PROVIDED PASSAGE:

Original Sound is a Los Angeles, California-based record label. It was founded in the early 1950s by KPOP deejay Art Laboe. It began as a small label that specialized in compiling and re-releasing "oldies" R&B and rock 'n' roll songs.

History
The label pioneered the concept of reissuing older pop and rock hits, and sold millions of records on his Oldies But Goodies compilation albums, several of which made the national Billboard album charts. All 15 volumes of this series were later reissued on a best-selling CD series in the 1980s and 1990s, although track listings on each CD volume varied widely from the original LP issues with identical numbers, and some volumes contained none of the same songs as their original issues. Later on, the Double Shot Records catalog got bought out by Original Sound in ca. 1972.

The label's biggest self-recorded hit as a single was "Teen Beat" by drummer Sandy Nelson, reaching number four on Billboard in 1959.  Other successful Original Sound artists included:

 Preston Epps ("Bongo Rock" and "Bongo, Bongo, Bongo")

DATA BLOCK:
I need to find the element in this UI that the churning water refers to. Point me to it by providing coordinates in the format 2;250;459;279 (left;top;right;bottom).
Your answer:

TASK REQUIREMENTS:
1. According to the passage about the Original Sound record label above, who founded the label?
2. Carry on the passage about the Original Sound record label, starting right after its last line.

SOLVED PROBLEMS:
1. KPOP deejay Art Laboe.

2.
 The Music Machine ("Talk Talk" and "The People In Me") 
 Dyke & the Blazers ("Funky Broadway")
 Bobby Mac ("Walkin' Together" b/w "Keep On", OS-68)

The first few "Oldies But Goodies" LPs were hugely successful (Volume 1 reached #12 on the Billboard Album charts and stayed on the chart for 183 weeks).  Their success influenced other labels to put out compilations of their hits and near-hits, as well as helped validate the standing of songs like The Five Satins' "In the Still of the Night", which only reached #24 on the pop charts in 1956.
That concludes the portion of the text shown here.